EXERCISE DESCRIPTION: In the data that follows, find the line with "If you could locate the tall"; transcribe it, every later line up to the one with "If you could locate the palm plant", and that line as well, exactly and with no others.

** SOURCE DATA follows **

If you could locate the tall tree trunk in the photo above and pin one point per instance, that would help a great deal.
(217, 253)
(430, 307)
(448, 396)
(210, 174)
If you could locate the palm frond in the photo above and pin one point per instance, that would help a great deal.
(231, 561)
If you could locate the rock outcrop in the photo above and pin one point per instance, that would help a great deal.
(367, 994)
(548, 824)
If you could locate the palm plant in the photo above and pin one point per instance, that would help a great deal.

** End of SOURCE DATA **
** SOURCE DATA follows **

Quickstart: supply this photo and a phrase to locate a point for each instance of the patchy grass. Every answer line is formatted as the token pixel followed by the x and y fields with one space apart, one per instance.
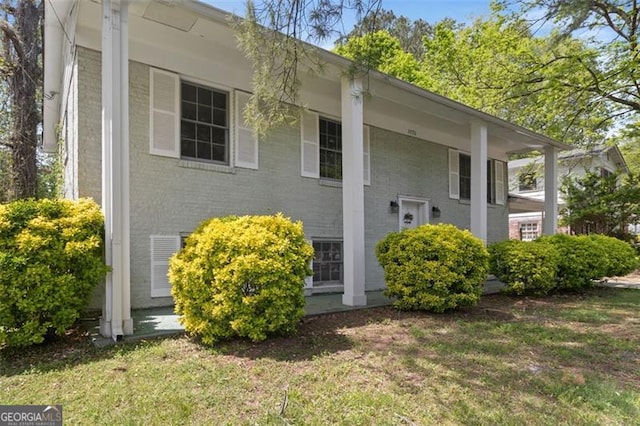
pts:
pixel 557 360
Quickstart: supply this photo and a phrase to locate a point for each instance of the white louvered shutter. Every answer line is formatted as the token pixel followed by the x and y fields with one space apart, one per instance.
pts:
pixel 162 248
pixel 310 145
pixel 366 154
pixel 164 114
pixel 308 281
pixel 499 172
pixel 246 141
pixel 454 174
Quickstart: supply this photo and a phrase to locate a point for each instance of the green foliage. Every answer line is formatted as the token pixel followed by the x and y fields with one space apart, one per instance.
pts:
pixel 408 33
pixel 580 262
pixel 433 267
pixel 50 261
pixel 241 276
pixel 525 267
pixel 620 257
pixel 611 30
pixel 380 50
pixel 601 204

** End of SOURCE DATA **

SOLUTION:
If you could locate the tall tree trunk in the photo above and pin one point per instance, that would help a great deal.
(217, 253)
(430, 307)
(448, 396)
(210, 174)
If you could locate the palm frond in the photo above and pin one point per instance, that would help a great deal.
(231, 561)
If you could locate the rock outcrop in the photo above and pin one point per instance, that would help a great deal.
(367, 994)
(548, 824)
If you could locate the palm plant in the photo above and pin one point per instance, that would help a great deal.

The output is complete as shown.